TASK INPUT START
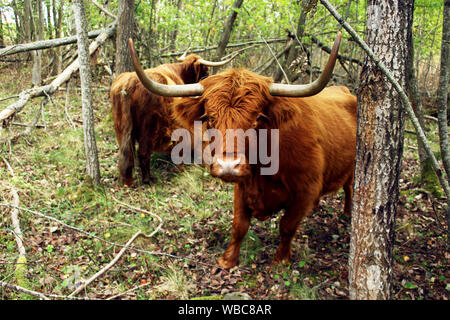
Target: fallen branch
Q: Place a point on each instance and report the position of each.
(35, 293)
(233, 45)
(328, 50)
(129, 291)
(107, 267)
(49, 89)
(24, 290)
(105, 11)
(127, 245)
(45, 44)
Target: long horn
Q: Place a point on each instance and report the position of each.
(216, 64)
(208, 63)
(306, 90)
(184, 90)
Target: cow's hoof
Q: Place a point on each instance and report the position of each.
(226, 264)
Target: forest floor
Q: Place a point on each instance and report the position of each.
(179, 261)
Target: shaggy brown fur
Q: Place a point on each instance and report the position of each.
(142, 117)
(317, 143)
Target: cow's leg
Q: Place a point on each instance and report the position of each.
(144, 155)
(241, 223)
(123, 126)
(290, 222)
(348, 191)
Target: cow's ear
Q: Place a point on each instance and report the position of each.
(188, 110)
(280, 111)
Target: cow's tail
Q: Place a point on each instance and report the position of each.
(123, 126)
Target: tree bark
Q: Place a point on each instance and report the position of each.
(175, 32)
(379, 150)
(92, 164)
(124, 31)
(293, 50)
(426, 169)
(442, 100)
(36, 77)
(228, 28)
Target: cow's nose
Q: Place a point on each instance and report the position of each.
(228, 167)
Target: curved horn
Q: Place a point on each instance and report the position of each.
(208, 63)
(216, 64)
(184, 90)
(306, 90)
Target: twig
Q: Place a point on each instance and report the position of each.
(107, 267)
(35, 293)
(10, 97)
(431, 118)
(24, 290)
(270, 49)
(49, 89)
(143, 211)
(129, 291)
(104, 9)
(16, 225)
(127, 245)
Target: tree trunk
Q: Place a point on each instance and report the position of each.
(293, 51)
(228, 27)
(124, 31)
(379, 150)
(36, 76)
(442, 99)
(210, 24)
(175, 32)
(92, 164)
(427, 174)
(58, 16)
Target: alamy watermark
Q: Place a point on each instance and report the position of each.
(258, 145)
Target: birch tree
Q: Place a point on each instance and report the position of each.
(379, 150)
(124, 31)
(442, 94)
(90, 146)
(228, 27)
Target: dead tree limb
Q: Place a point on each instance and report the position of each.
(49, 89)
(233, 45)
(105, 11)
(24, 290)
(328, 50)
(44, 44)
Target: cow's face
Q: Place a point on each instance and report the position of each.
(196, 70)
(235, 105)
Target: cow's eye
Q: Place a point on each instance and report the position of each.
(262, 117)
(204, 117)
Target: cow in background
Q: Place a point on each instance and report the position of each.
(316, 144)
(145, 118)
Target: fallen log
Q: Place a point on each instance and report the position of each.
(45, 44)
(49, 89)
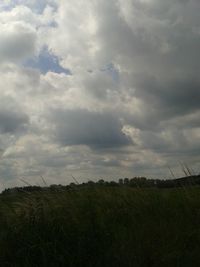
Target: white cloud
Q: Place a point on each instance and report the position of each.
(135, 62)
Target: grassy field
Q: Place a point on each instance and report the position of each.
(101, 226)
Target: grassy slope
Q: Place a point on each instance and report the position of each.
(101, 226)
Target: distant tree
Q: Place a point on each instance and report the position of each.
(121, 181)
(126, 181)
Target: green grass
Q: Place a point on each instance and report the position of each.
(101, 226)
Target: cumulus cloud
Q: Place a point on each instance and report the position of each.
(82, 127)
(131, 101)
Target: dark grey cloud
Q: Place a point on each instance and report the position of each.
(82, 127)
(10, 122)
(12, 118)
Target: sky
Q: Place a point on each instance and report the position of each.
(98, 89)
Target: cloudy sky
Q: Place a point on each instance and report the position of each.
(98, 89)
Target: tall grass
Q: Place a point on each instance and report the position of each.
(101, 226)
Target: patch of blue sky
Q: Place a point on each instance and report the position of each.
(36, 6)
(111, 70)
(46, 62)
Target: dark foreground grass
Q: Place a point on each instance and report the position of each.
(101, 226)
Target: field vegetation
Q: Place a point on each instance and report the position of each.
(101, 224)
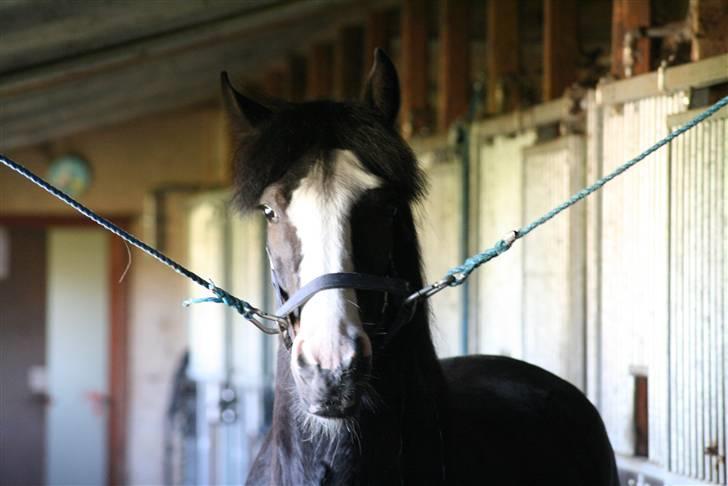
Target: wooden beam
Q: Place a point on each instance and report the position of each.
(560, 47)
(297, 72)
(376, 36)
(118, 361)
(709, 27)
(502, 56)
(454, 83)
(348, 62)
(276, 83)
(320, 71)
(252, 26)
(630, 50)
(415, 113)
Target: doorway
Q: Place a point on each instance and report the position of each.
(63, 334)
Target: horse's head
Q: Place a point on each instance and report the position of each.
(330, 179)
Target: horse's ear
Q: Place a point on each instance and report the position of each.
(241, 107)
(381, 90)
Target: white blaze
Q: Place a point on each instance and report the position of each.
(320, 210)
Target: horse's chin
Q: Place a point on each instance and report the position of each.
(327, 427)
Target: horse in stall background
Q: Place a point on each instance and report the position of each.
(358, 399)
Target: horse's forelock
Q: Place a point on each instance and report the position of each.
(285, 148)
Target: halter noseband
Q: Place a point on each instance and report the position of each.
(344, 280)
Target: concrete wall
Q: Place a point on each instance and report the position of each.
(181, 148)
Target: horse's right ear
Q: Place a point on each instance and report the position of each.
(240, 107)
(381, 90)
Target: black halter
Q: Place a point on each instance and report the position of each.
(344, 280)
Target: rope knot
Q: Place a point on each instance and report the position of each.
(242, 307)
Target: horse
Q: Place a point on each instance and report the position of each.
(360, 394)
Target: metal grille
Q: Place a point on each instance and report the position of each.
(698, 300)
(553, 260)
(633, 263)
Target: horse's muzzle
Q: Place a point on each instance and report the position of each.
(332, 393)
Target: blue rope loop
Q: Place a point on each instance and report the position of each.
(463, 271)
(221, 296)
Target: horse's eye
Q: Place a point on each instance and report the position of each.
(270, 215)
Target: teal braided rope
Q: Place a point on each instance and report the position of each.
(221, 295)
(457, 275)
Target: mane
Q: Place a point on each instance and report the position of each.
(283, 149)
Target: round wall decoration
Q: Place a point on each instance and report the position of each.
(71, 174)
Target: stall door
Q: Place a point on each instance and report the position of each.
(77, 342)
(553, 260)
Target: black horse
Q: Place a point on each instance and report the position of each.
(358, 401)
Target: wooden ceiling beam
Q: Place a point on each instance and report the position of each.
(320, 76)
(348, 62)
(709, 27)
(628, 17)
(415, 113)
(560, 47)
(248, 26)
(376, 35)
(502, 58)
(454, 83)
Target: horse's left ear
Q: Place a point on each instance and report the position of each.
(381, 90)
(241, 107)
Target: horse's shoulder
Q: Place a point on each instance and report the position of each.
(501, 412)
(509, 374)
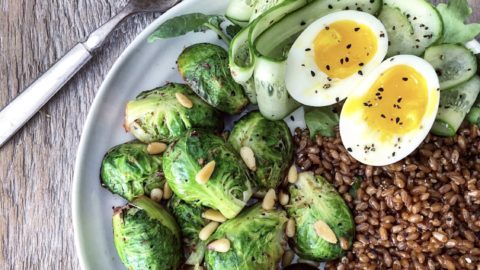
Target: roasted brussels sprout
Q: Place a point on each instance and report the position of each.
(315, 202)
(205, 68)
(257, 240)
(189, 218)
(130, 171)
(157, 115)
(228, 188)
(271, 143)
(146, 236)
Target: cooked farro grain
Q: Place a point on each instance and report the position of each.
(420, 213)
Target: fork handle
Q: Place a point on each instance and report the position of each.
(27, 104)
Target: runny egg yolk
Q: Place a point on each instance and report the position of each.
(396, 102)
(343, 47)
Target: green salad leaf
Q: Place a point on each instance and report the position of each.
TASK INPUT END
*WORK TO COMPLETE*:
Repeat the data above exactly, images excluded.

*ANSWER SECTION*:
Target: fallen branch
Q: Place a point on each instance and report the position of each.
(35, 293)
(233, 45)
(328, 50)
(129, 291)
(107, 267)
(49, 89)
(24, 290)
(105, 11)
(127, 245)
(45, 44)
Target: long horn
Q: Place a point on each instance and report the position of each.
(216, 64)
(208, 63)
(306, 90)
(184, 90)
Target: cow's hoof
Q: Place a point on each instance and report the position of each.
(226, 264)
Target: forest floor
Q: Place a point on each instance and report the position of each.
(179, 261)
Target: shaggy brown fur
Q: Place a point on each instance and report the position of each.
(142, 117)
(317, 143)
Target: cow's leg
Q: Place a point on each instance and report the position of each.
(144, 155)
(241, 223)
(123, 126)
(290, 222)
(348, 191)
Target: cow's ear
Q: Place a point on each instance and report the position of each.
(188, 110)
(280, 111)
Target: cow's tail
Q: Place a point on each instance and report the position of each.
(123, 126)
Target: tree bark
Q: Place a point on each instance and report the position of each.
(175, 32)
(379, 150)
(92, 164)
(124, 31)
(293, 50)
(426, 169)
(442, 100)
(36, 77)
(228, 28)
Target: cow's nose
Q: Place a point on each instance and report the position of each.
(228, 167)
Target: curved horn
Q: Place a point on each instance and report the position of each.
(208, 63)
(216, 64)
(184, 90)
(306, 90)
Target: twig
Q: Place a point on each instance and report the position of each.
(107, 267)
(35, 293)
(10, 97)
(431, 118)
(24, 290)
(270, 49)
(49, 89)
(143, 211)
(129, 291)
(104, 9)
(16, 225)
(127, 245)
Target: tree trunk
Q: Place a point on each instance and report the position of each.
(293, 51)
(228, 27)
(124, 31)
(379, 150)
(36, 76)
(442, 99)
(210, 24)
(175, 32)
(92, 164)
(427, 174)
(58, 16)
Target: alamy watermark
Q: Place a point on each instance and report the position of each.
(258, 145)
Target: birch tree
Q: Place a point on each instance and report the position of each.
(379, 150)
(124, 31)
(442, 94)
(90, 146)
(228, 27)
Target: dead tree limb
Q: Place a point on each instance and report the position of each.
(49, 89)
(233, 45)
(105, 11)
(24, 290)
(328, 50)
(44, 44)
Target: cow's face
Q: Place a point on each instance and report the position of each.
(196, 70)
(235, 105)
Target: cow's eye
Q: Place a point on each instance and report the position of each.
(262, 117)
(204, 117)
Target: cow in background
Q: Place a point on each instance and report the position of each.
(316, 144)
(145, 118)
Target: fallen log
Q: Place a point on each instance and report the position of each.
(45, 44)
(49, 89)
Target: white cloud
Q: Place a point on each instance and report the position of each.
(135, 62)
Target: grassy field
Q: Place a point on each instance and report the position of each.
(101, 226)
Target: grassy slope
Q: Place a point on each instance and report the position of each.
(101, 226)
Target: distant tree
Q: Place a point on each instance and report the position of each.
(121, 181)
(126, 181)
Target: green grass
Q: Place a point on each instance and report the position of each.
(101, 226)
Target: cumulus cloud
Q: Place a point on each instance and report the position of each.
(82, 127)
(131, 101)
Target: dark grey cloud
Q: Place a point on each instance and report the position of each.
(82, 127)
(10, 122)
(12, 118)
Target: sky
Q: Place a point on each instance and report the position of each.
(98, 89)
Target: cloudy sky
Q: Place a point on each instance and report the position of each.
(98, 89)
Target: tall grass
Q: Place a point on each instance and report the position of each.
(101, 226)
Target: patch of blue sky
Q: Place a point on each instance and report the position of each.
(36, 6)
(111, 70)
(46, 62)
Target: dark foreground grass
Q: Place a point on each instance and report the position of each.
(101, 226)
Target: field vegetation
Q: Place a point on each instance and report the position of each.
(101, 224)
Target: wooden beam
Q: Place a point on each instance and report the position of each.
(560, 47)
(297, 72)
(376, 36)
(118, 361)
(709, 27)
(502, 56)
(454, 83)
(348, 62)
(276, 83)
(320, 71)
(252, 26)
(630, 50)
(415, 113)
Target: doorway
Q: Place a point on each instance and report the position of each.
(63, 334)
Target: horse's head
Q: Place a point on each instance and report the position of each.
(330, 179)
Target: horse's ear
Q: Place a point on each instance and report the position of each.
(241, 107)
(381, 90)
Target: white blaze
Q: Place a point on each instance and report the position of each.
(320, 210)
Target: horse's chin
Q: Place a point on each instance and report the position of each.
(327, 427)
Target: horse in stall background
Q: Place a point on each instance and report the position of each.
(358, 399)
Target: horse's forelock
Q: Place a point on each instance and report the position of each.
(285, 148)
Target: halter noseband
Q: Place a point on each instance and report the position of each.
(344, 280)
Target: concrete wall
Q: Place a point on each instance and report the position of each.
(181, 148)
Target: horse's right ear
Q: Place a point on each instance and report the position of each.
(240, 107)
(381, 90)
Target: black halter
Q: Place a point on each instance and report the position of each.
(344, 280)
Target: rope knot
Q: Place a point on each instance and report the position of each.
(242, 307)
Target: horse
Q: Place a point on each instance and report the position of each.
(360, 394)
Target: metal grille
Q: Place a point on each instance and report the position of each.
(698, 300)
(553, 260)
(633, 263)
Target: horse's muzzle
Q: Place a point on each instance and report the position of each.
(332, 393)
Target: blue rope loop
Q: Place a point on each instance and report the position of each.
(463, 271)
(221, 296)
Target: horse's eye
Q: Place a point on each instance and report the position of each.
(270, 215)
Target: teal braided rope
Q: Place a point on each instance and report the position of each.
(221, 295)
(457, 275)
Target: mane
Q: Place a point on each instance and report the position of each.
(283, 149)
Target: round wall decoration
Q: Place a point on each instance and report the position of each.
(71, 174)
Target: stall door
Q: Place a point on each instance and report the position of each.
(77, 342)
(553, 260)
Target: black horse
Q: Place a point on each instance and report the position of each.
(358, 401)
Target: wooden ceiling beam
Q: Place a point on each instance and report the position of each.
(320, 76)
(348, 62)
(709, 27)
(628, 17)
(415, 113)
(560, 47)
(248, 26)
(376, 35)
(502, 58)
(454, 83)
Target: horse's left ear
Q: Place a point on each instance and report the position of each.
(381, 90)
(241, 107)
Target: horse's shoulder
Q: Place a point on each instance and report the position of each.
(501, 412)
(509, 374)
Target: roasted brussels sprout
Q: Place a point on each instance and report the position of each.
(315, 202)
(205, 68)
(257, 240)
(189, 218)
(130, 171)
(157, 115)
(228, 188)
(271, 143)
(146, 236)
Target: cooked farro grain
Q: Place a point on each instance and report the position of each.
(420, 213)
Target: fork handle
Q: Place a point on each instance and report the position of each.
(27, 104)
Target: runny egg yolk
Q: Place a point on each instance and report the position of each.
(396, 102)
(343, 47)
Target: green salad leaf
Q: Place a point on each instance and report the position of each.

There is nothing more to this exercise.